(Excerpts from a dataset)
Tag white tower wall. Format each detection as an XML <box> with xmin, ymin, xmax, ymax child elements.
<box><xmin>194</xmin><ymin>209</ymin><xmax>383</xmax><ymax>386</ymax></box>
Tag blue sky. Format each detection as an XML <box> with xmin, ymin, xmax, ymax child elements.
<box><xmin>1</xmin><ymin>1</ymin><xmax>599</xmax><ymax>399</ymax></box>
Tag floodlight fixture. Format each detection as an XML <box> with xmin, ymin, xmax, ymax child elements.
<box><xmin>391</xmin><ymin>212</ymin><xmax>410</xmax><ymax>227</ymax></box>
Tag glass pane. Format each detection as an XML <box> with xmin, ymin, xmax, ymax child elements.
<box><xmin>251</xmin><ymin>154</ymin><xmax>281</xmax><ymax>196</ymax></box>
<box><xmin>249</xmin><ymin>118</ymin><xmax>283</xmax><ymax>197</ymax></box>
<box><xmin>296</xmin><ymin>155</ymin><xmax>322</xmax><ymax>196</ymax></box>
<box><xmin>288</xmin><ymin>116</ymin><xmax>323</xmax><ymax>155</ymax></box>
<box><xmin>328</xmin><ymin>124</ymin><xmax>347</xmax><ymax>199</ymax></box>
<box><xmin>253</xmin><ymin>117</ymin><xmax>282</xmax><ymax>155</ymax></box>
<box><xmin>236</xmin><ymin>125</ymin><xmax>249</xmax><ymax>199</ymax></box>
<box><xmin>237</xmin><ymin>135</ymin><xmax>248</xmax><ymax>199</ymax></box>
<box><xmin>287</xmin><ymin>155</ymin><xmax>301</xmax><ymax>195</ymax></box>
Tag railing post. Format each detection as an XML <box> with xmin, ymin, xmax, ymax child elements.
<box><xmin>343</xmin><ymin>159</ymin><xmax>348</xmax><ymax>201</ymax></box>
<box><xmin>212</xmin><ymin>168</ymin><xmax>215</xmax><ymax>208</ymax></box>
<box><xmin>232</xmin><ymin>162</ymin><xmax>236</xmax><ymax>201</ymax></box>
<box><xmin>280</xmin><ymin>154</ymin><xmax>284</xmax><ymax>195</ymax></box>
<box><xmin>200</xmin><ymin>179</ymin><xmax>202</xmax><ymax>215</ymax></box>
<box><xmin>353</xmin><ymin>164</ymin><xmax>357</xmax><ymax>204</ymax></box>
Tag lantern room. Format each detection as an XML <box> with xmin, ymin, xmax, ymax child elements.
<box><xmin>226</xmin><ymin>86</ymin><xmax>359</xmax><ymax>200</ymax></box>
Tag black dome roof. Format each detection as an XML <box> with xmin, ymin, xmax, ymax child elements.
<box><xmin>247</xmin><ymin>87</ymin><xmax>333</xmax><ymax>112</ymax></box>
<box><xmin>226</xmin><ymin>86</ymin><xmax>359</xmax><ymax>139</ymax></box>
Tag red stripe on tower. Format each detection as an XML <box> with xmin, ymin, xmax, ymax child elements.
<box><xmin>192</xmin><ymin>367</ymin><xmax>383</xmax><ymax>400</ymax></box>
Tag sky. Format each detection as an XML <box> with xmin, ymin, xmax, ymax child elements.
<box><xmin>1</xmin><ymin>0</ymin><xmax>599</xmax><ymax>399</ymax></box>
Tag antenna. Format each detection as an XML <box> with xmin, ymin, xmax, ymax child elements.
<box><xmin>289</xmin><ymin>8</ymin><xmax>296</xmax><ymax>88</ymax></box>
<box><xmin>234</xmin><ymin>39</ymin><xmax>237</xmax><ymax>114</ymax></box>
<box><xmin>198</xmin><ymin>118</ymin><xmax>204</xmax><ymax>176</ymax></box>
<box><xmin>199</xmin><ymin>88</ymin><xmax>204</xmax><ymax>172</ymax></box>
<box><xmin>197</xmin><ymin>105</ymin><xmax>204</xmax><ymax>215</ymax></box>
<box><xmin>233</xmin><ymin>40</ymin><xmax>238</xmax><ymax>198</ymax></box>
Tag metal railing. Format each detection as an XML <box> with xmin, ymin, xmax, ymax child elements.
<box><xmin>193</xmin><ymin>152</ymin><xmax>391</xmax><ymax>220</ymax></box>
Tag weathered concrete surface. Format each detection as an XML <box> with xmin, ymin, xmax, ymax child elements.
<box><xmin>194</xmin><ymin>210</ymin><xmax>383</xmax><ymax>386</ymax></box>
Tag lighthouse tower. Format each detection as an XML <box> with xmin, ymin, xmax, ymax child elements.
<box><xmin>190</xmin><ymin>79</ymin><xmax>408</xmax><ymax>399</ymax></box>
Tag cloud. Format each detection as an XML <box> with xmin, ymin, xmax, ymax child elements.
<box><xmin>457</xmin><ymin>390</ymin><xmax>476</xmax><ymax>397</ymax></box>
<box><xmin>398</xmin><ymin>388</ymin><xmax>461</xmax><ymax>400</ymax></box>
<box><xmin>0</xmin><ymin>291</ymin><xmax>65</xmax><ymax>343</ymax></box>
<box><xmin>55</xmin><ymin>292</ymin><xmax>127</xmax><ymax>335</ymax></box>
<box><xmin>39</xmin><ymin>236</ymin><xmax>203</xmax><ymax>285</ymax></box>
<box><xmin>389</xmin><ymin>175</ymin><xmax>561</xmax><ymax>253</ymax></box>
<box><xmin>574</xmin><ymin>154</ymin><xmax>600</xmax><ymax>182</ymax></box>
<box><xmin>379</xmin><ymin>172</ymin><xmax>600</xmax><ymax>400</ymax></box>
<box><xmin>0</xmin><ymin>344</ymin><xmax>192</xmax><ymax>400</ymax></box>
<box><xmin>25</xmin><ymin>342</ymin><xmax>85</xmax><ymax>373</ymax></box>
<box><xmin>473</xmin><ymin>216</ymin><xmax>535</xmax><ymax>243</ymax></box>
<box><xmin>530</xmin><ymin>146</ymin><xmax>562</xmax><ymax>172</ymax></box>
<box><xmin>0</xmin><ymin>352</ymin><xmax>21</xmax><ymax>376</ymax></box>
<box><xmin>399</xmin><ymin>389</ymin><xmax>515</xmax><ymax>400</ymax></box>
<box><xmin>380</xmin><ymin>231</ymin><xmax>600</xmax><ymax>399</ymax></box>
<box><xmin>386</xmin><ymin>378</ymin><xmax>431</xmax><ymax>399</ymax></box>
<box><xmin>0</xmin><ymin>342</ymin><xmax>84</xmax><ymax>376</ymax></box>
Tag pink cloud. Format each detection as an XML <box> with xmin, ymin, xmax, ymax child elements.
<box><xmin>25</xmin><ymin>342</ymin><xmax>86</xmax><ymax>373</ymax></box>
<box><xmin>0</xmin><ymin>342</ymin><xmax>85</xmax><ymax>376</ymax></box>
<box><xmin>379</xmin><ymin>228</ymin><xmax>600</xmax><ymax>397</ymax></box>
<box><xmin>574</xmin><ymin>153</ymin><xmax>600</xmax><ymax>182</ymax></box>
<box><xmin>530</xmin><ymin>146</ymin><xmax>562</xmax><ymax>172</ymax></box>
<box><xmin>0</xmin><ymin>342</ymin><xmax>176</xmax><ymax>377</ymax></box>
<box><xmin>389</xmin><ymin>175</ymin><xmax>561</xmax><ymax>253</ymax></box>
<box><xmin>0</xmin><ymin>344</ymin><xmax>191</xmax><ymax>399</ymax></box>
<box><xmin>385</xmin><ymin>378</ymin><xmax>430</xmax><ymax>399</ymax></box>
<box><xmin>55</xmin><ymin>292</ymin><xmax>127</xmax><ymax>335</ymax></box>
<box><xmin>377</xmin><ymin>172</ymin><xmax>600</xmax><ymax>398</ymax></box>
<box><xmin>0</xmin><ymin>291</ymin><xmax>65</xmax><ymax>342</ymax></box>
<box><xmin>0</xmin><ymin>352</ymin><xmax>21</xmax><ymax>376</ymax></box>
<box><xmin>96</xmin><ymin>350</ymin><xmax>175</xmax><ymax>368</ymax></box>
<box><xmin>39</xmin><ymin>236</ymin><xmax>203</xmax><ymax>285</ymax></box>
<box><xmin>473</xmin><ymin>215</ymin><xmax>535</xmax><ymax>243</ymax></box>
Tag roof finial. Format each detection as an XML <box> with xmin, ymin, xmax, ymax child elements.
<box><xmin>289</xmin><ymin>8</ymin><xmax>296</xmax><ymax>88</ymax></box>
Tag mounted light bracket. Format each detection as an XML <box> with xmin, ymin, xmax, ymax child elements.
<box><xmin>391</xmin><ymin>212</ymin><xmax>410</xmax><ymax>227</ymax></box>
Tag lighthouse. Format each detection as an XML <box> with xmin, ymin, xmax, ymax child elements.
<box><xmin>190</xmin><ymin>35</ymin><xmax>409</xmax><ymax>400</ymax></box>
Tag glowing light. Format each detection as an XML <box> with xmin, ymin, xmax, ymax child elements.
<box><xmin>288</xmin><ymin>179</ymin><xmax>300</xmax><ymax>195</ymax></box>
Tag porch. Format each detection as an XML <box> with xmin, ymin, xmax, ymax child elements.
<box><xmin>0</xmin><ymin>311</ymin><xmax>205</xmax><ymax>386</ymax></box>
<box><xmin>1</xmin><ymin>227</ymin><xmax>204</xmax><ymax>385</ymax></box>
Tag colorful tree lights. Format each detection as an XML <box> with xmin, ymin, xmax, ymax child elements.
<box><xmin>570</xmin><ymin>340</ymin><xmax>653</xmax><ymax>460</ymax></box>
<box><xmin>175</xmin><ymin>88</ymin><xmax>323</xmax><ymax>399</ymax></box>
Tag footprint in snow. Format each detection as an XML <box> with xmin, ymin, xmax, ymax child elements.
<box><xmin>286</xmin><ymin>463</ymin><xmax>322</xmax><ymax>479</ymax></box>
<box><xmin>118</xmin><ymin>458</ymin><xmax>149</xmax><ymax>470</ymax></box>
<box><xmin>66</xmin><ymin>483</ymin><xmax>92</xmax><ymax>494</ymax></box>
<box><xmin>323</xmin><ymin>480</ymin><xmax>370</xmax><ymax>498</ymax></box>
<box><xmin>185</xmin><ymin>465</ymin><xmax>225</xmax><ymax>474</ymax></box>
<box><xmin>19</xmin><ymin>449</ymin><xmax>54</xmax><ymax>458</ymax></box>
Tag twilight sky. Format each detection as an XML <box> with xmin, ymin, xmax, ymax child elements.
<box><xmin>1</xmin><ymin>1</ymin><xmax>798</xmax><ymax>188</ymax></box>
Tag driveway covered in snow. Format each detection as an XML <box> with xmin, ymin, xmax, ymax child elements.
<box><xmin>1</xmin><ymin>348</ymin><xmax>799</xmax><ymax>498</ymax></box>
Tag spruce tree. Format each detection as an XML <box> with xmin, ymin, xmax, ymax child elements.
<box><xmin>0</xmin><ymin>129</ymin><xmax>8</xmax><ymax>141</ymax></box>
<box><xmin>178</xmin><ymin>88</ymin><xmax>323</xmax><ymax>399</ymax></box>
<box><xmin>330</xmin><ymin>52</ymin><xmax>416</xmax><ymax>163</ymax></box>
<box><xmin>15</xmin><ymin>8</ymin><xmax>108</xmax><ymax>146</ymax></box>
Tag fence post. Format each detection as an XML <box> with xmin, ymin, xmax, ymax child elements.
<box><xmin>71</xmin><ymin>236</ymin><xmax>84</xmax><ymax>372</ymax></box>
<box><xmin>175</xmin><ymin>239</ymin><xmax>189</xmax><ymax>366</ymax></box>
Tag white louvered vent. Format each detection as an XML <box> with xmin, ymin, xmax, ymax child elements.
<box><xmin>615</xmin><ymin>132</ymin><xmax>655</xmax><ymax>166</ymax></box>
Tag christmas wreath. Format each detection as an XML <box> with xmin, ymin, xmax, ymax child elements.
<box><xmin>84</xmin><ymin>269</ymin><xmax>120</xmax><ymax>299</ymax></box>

EXERCISE PROMPT: The line with "Tag christmas wreath." through the last line of the data: write these out exactly, and no others.

COMPLETED EXERCISE:
Tag christmas wreath. Format each detection as an XML <box> with xmin, ymin, xmax, ymax child elements.
<box><xmin>84</xmin><ymin>269</ymin><xmax>120</xmax><ymax>299</ymax></box>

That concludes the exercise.